En réalité, la menace d'Angelino Alfano est plus symbolique que dangereuse. L'article 64 de la Constitution indique que le quorum des chambres est constitué par la moitié de ses membres et que leurs décisions sont prises à la majorité absolue des présents. Le PdL ne dispose d'aucune majorité, ni au Sénat, ni à la chambre. Leur « retrait sur l'Aventin » offrirait même une majorité inespérée au centre-gauche au Sénat. Il y a donc peu de chances que la menace du dauphin du Cavaliere soit suivie d'effet. D'autant que certains leaders du centre-droit ont déjà fait savoir qu'il rejetait cette possibilité.

___

Énoncé de l'exercice: Relevez dans le texte extrait toutes les forces politiques nommées, qu'il s'agisse d'un parti ou d'un camp. Les données ci-dessous n'ont aucun rapport avec le texte extrait.

Données affichées:
___

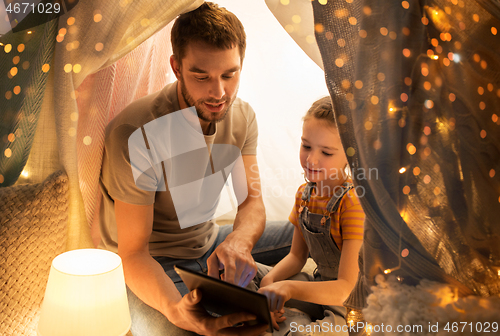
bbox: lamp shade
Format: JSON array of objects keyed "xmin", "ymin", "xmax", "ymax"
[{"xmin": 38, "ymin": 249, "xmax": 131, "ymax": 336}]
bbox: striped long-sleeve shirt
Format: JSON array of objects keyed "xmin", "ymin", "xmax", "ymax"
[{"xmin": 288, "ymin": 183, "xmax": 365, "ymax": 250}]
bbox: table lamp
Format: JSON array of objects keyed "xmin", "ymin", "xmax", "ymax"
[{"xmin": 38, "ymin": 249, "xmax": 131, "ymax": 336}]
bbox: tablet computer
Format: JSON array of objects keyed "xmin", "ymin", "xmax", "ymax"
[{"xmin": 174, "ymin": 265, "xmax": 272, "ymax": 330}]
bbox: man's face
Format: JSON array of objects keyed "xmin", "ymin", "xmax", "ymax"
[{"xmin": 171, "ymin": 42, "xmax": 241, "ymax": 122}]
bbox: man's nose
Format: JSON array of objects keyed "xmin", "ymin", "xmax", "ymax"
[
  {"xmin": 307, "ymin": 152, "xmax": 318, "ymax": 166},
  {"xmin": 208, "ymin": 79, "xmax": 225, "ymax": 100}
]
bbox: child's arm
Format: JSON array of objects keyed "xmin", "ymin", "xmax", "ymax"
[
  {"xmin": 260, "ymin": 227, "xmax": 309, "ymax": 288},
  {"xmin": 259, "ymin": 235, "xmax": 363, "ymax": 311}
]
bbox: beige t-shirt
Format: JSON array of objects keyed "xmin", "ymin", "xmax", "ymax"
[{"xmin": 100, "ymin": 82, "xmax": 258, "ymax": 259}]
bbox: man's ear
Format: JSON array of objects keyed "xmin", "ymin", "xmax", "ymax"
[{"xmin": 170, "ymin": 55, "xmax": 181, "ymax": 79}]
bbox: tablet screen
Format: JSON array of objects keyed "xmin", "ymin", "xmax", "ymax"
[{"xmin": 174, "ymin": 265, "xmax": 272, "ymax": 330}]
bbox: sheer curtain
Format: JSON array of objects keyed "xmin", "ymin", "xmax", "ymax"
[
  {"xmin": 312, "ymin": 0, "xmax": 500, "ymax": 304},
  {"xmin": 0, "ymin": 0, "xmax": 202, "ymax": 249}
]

___

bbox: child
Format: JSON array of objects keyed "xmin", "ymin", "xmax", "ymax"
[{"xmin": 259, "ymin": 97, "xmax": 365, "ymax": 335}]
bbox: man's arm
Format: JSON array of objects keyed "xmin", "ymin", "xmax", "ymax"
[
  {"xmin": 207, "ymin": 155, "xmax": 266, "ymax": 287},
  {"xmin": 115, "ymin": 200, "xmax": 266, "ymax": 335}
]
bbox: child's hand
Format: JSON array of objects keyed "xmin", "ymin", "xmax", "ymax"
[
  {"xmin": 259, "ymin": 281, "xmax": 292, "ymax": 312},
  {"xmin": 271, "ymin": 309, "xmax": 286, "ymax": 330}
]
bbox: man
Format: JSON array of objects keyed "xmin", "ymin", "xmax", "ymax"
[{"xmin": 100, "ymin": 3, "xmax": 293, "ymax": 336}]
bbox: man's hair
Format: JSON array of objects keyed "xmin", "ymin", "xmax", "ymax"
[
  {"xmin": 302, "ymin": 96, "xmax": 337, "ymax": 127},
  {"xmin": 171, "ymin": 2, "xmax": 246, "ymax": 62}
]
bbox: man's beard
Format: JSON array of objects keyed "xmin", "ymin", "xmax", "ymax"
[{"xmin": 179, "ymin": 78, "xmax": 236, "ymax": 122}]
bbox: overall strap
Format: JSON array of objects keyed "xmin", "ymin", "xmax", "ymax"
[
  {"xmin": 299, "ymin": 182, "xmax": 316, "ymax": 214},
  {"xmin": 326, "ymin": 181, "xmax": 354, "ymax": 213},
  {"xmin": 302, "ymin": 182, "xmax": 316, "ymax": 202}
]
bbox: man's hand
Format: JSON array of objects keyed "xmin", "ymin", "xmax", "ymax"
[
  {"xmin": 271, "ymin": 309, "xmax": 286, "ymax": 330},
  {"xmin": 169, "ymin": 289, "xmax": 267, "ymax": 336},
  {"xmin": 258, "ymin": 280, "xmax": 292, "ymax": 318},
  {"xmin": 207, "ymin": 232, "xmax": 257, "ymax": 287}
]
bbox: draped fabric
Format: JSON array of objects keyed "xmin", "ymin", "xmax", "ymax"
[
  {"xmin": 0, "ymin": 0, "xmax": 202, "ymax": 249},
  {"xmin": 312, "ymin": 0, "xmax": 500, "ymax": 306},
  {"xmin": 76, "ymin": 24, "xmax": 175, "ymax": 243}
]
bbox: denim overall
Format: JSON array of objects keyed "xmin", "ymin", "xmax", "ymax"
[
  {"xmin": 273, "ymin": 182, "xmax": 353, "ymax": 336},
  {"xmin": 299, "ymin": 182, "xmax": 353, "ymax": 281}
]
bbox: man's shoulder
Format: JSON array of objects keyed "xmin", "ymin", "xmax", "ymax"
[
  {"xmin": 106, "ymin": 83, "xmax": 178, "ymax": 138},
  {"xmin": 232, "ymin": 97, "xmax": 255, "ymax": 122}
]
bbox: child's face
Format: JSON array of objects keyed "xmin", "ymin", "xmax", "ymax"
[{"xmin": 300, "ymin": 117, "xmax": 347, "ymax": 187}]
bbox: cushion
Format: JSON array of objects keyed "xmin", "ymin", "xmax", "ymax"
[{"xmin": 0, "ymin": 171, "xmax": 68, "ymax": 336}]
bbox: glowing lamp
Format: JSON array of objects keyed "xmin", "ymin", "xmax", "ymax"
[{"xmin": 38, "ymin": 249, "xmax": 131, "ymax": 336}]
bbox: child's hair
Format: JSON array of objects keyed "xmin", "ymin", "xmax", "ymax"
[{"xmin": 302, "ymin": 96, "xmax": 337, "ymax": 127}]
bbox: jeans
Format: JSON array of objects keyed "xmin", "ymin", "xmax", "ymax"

___

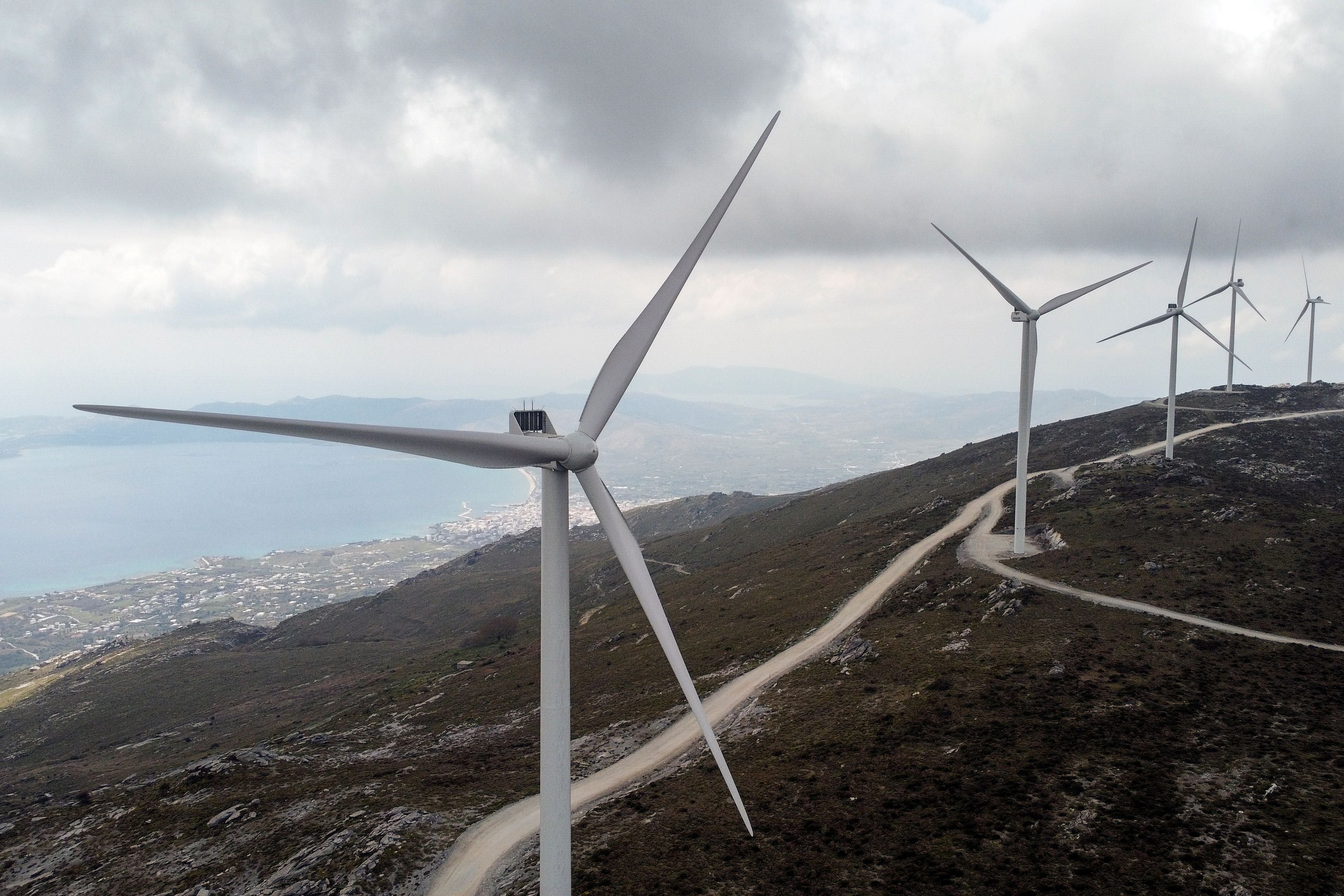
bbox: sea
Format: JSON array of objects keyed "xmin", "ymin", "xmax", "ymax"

___

Réponse à l'exercice: le PdL ; le centre-gauche ; le centre-droit